Using the listing below, report all lines holding the word "Target".

**Data provided**
________________________________________

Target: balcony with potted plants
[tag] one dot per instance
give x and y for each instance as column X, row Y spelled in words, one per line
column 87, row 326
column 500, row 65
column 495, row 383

________________________________________

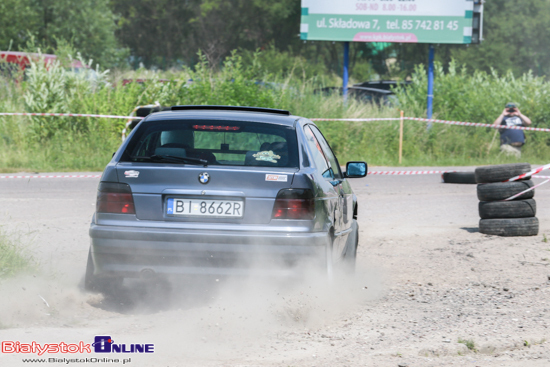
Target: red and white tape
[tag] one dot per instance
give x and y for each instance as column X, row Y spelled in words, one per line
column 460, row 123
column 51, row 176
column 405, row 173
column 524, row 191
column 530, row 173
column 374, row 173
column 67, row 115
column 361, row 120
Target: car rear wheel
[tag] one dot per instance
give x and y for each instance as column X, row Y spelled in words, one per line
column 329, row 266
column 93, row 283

________________________________________

**Output**
Target: balcony with potted plants
Target: red and white tape
Target: car rear wheel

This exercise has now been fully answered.